## PROBLEM DETAILS
Below is a block of entries; repeat exactly the lines starting at the line that contains "Target: gradient sky near horizon" and ending at the line that contains "Target: rocky ground", both included.

## DATA SHOWN
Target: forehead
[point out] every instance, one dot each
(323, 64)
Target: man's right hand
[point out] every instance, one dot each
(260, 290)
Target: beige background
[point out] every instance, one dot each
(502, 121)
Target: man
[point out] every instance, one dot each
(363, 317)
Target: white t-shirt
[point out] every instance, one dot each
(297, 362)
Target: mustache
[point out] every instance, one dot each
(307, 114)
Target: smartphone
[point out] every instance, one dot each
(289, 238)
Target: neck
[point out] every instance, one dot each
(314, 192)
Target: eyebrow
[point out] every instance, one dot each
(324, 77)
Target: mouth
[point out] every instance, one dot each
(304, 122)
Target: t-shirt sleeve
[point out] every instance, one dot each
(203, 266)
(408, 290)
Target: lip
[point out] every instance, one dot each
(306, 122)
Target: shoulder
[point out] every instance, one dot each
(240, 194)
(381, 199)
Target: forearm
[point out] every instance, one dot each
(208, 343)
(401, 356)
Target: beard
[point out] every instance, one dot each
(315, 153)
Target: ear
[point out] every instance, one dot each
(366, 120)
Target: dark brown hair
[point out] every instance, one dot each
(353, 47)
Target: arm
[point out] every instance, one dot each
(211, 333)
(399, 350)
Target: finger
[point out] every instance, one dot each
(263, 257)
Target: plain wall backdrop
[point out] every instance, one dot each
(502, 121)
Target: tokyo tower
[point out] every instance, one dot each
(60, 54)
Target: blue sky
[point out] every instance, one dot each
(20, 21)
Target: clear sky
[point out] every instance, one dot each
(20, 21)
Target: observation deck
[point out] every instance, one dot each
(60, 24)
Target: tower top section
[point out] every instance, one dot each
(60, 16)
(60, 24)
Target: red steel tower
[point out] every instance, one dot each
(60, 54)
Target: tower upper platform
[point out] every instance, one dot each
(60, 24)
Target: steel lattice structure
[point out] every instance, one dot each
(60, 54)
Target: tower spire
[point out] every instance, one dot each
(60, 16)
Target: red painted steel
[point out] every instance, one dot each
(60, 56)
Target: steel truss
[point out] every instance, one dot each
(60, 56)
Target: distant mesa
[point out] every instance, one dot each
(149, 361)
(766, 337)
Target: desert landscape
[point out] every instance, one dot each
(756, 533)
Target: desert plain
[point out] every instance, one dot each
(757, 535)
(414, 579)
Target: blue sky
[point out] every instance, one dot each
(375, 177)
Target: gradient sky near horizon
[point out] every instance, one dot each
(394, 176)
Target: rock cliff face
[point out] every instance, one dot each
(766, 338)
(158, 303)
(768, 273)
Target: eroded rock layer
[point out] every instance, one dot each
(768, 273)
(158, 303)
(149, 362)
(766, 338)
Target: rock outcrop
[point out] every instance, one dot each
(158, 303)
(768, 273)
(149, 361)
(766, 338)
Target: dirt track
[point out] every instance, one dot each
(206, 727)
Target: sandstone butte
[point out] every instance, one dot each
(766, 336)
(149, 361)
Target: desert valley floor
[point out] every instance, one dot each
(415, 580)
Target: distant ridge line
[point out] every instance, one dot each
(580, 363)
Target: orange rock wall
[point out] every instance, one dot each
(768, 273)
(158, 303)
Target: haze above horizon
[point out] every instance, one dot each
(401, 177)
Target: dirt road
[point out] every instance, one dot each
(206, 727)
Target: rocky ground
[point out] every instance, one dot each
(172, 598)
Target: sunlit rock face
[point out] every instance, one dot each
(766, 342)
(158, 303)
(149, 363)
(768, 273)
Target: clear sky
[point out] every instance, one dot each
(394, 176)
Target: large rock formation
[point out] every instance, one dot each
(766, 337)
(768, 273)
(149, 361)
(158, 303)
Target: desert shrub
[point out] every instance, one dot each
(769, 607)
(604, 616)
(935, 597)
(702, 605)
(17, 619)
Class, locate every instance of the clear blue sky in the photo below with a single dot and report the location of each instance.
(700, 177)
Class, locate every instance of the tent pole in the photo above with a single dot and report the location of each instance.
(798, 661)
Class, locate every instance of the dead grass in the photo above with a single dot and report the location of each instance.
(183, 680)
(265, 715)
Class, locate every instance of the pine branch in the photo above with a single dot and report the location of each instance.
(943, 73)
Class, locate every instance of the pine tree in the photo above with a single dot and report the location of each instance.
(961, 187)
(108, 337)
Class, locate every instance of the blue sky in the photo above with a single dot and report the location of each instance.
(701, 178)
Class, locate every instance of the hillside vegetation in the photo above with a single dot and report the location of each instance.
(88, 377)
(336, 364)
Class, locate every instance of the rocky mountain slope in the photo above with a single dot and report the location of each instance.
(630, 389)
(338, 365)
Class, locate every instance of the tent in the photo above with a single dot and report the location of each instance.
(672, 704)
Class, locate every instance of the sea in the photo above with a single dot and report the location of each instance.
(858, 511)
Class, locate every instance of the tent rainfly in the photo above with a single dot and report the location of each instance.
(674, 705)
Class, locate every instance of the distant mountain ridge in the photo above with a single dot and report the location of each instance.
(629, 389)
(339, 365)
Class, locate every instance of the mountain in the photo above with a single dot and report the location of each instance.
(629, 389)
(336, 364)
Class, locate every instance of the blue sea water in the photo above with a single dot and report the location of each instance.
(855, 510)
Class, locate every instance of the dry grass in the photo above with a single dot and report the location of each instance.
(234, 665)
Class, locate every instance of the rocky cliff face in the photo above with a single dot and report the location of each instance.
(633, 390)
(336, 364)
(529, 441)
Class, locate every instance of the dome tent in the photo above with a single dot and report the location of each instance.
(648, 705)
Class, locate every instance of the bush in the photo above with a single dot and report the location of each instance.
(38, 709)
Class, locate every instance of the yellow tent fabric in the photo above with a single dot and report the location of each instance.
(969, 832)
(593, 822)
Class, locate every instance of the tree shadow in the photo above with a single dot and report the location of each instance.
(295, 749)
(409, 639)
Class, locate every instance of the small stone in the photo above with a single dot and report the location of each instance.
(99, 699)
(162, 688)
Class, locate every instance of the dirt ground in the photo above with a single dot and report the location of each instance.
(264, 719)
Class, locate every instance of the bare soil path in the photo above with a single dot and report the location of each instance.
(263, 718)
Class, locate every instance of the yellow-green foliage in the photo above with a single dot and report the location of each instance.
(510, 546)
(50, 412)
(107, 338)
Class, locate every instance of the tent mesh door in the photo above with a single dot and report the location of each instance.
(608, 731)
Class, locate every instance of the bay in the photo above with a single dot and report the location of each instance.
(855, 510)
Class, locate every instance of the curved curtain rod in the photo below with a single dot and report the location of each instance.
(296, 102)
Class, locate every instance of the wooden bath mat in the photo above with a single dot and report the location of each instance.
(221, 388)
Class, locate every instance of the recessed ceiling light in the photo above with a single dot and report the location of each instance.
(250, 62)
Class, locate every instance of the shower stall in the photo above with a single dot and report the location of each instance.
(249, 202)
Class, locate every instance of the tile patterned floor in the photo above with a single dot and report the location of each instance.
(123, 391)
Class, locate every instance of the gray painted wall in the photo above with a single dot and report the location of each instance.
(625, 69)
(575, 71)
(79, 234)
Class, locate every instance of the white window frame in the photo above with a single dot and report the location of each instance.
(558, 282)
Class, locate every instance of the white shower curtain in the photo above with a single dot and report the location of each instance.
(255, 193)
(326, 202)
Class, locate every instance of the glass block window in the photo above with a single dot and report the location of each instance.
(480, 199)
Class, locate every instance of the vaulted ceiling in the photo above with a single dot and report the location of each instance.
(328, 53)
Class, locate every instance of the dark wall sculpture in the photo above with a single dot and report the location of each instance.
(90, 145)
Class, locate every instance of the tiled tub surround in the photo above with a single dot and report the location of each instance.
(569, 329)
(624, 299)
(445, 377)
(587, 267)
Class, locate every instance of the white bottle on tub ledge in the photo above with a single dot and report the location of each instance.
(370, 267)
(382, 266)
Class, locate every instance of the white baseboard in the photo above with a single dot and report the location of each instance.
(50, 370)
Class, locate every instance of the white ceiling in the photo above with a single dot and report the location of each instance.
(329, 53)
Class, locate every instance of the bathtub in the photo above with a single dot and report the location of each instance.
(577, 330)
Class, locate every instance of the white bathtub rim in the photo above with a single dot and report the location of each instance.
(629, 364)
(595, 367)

## ANSWER AREA
Target: gradient sky near horizon
[point out] every instance, one dot each
(394, 176)
Target: rock cliff face
[point out] every instance, one dot each
(766, 338)
(158, 303)
(768, 273)
Target: eroded rock layer
[point out] every instance, one dot each
(768, 273)
(158, 303)
(149, 362)
(766, 338)
Target: rock outcrop
[point out] every instance, one dot each
(158, 303)
(768, 273)
(149, 361)
(766, 338)
Target: dirt track
[point out] every instance, one dot each
(206, 727)
Target: sandstone butte
[point out] every instance, one dot each
(766, 336)
(149, 361)
Target: desert valley floor
[point out] every instance, one dot each
(415, 580)
Target: distant ridge line
[point out] every instance, one dot each
(580, 363)
Target: orange rock wall
[point out] every instance, one dot each
(768, 273)
(158, 303)
Target: haze above horizon
[point out] every instance, one dot each
(401, 177)
Target: dirt road
[point out] every instance, one dot each
(206, 727)
Target: rocky ground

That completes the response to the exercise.